- [TRECHO DO TEXTO]:
▶

O TCE-MA proferiu, em 7 de agosto de 2024, a Decisão TCE-MA nº 1305/2024, no Processo nº 5432/2022, referente à consulta realizada pelo Procurador-Geral de Justiça do MA à Corte Estadual de Contas.


A consulta indagou se é possível estabelecer-se, em Edital, cláusula prevendo a participação exclusiva de microempresas ou empresas de pequeno porte sediadas local ou regionalmente?


A resposta do TCE-MA no julgado citado foi a seguinte:


É ilegal a inclusão em edital licitatório de cláusula prevendo a participação exclusiva de microempresas ou empresas de pequeno porte sediadas local ou regionalmente, por constituir restrição à competitividade destituída de autorização legislativa.


Leia a íntegra da decisão:


Processo nº 5432/2022 - TCE/MA

Natureza : Consulta

Exercício Financeiro: 2022

Consulente :  Eduardo Jorge Hiluy Nicolau – Procurador de Justiça, Cpf: 080.926.563-04, Endereço: Avenida Jornalista Miércio Jorge, lote 09 a 11, Jardim Renascença, São Luís/MA, CEP: 65075-675

Ministério Público de Contas: Procurador Jairo Cavalcanti Vieira

Relator : Conselheiro Álvaro César de França Ferreira

 

 

EMENTA. Consulta. Consulente: Procurador Eduardo Jorge Hiluy Nicolau – Ministério Público do Estado do Maranhão. consulta o Tribunal a respeito da legalidade de procedimentos licitatórios, cujos editais estabelecem cláusulas restritivas prevendo a participação no certame exclusivamente de ME's e EPP's locais ou regionais. Conhecimento. Resposta nos termos do Parecer n° 514/2024/ GPROC1/JCV.

 

 

RELATÓRIO

 

Trata-se de consulta formulada pelo Procurador Geral de Justiça do Estado do Maranhão a respeito da legalidade de procedimentos licitatórios, cujos editais estabelecem cláusulas restritivas prevendo a participação no certame exclusivamente de ME's e EPP's locais ou regionais.

◀

- [REQUISITO A]: Transcreva o trecho sobre a decisão do TCE-MA desde "EMENTA. Consulta. Consulente: Procurador" até "n° 514/2024/ GPROC1/JCV.", incluindo essas palavras.
- [REQUISITO B]: Segundo o trecho sobre a decisão do TCE-MA, quem foi o relator do Processo nº 5432/2022?

- [ITENS LISTADOS]:
▶

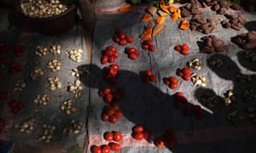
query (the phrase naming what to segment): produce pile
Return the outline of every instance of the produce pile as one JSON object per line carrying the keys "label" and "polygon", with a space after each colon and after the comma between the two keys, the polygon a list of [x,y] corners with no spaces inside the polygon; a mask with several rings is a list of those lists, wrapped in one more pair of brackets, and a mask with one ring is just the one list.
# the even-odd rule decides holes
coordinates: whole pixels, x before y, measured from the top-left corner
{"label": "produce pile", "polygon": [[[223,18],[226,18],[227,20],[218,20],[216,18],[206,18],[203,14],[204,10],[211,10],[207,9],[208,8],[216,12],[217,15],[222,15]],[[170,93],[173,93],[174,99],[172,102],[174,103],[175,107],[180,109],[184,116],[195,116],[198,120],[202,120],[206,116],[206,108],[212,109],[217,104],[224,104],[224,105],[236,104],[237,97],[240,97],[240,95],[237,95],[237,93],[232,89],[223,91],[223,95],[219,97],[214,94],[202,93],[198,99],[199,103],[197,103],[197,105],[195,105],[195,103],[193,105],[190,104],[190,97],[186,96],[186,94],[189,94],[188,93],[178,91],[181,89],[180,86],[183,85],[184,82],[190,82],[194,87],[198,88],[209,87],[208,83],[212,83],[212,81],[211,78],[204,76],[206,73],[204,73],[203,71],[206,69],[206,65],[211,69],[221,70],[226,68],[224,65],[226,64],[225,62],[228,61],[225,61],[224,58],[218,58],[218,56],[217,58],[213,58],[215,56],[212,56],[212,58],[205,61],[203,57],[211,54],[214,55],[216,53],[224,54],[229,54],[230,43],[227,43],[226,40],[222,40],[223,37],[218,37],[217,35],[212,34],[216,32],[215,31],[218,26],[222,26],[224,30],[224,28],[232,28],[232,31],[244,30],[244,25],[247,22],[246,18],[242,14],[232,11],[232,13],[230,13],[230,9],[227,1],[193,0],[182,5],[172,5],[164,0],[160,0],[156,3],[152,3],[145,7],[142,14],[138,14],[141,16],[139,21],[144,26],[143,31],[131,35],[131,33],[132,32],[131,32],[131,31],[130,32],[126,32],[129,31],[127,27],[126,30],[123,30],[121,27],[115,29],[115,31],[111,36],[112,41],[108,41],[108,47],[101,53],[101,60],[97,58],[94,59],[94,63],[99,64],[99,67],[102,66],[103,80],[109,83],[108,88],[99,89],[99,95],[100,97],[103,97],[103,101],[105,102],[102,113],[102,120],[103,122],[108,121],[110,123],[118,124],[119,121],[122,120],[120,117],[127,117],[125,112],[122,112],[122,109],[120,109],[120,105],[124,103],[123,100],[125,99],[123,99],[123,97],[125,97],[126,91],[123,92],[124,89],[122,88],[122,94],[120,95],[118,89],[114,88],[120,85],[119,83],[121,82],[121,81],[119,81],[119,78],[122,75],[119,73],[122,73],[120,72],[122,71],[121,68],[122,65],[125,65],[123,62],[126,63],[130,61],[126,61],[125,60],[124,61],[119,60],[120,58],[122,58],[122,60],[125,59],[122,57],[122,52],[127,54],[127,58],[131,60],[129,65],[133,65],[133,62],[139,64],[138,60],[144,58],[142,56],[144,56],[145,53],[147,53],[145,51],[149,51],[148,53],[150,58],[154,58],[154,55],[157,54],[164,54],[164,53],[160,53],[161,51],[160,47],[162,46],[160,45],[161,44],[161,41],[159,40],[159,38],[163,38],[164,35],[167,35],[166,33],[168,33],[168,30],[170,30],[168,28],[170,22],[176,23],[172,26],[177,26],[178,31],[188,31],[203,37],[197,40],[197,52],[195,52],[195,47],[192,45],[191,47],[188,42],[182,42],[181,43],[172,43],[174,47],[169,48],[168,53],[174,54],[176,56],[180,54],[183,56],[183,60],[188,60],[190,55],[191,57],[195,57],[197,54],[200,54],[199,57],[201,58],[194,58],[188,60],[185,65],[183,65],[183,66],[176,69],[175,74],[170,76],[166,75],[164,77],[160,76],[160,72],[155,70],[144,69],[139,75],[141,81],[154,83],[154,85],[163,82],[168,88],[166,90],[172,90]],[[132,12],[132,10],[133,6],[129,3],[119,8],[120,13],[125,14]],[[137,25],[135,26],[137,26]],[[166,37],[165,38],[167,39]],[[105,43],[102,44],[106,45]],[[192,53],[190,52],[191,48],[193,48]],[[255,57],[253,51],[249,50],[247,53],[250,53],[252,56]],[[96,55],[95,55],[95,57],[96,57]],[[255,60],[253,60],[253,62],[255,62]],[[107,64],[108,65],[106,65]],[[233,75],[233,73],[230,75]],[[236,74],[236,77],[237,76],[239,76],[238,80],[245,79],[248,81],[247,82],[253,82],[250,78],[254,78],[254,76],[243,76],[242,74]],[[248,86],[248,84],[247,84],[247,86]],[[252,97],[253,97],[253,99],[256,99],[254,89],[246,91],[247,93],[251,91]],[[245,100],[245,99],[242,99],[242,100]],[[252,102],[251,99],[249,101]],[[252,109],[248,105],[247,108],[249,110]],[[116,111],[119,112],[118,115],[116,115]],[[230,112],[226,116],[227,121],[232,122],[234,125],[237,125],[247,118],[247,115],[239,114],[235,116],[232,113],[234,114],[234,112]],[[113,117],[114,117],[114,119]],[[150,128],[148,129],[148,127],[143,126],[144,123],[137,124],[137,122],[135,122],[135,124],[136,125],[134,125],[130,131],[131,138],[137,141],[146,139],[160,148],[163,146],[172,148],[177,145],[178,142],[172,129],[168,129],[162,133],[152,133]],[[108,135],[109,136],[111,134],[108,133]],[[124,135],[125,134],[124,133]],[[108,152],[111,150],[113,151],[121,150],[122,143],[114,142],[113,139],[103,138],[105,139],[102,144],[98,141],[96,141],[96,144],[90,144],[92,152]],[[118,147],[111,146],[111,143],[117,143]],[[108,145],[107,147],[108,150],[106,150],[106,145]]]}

◀

- [SOLUÇÃO COMPLETA A]:
EMENTA. Consulta. Consulente: Procurador Eduardo Jorge Hiluy Nicolau – Ministério Público do Estado do Maranhão. consulta o Tribunal a respeito da legalidade de procedimentos licitatórios, cujos editais estabelecem cláusulas restritivas prevendo a participação no certame exclusivamente de ME's e EPP's locais ou regionais. Conhecimento. Resposta nos termos do Parecer n° 514/2024/ GPROC1/JCV.

- [SOLUÇÃO COMPLETA B]: Conselheiro Álvaro César de França Ferreira.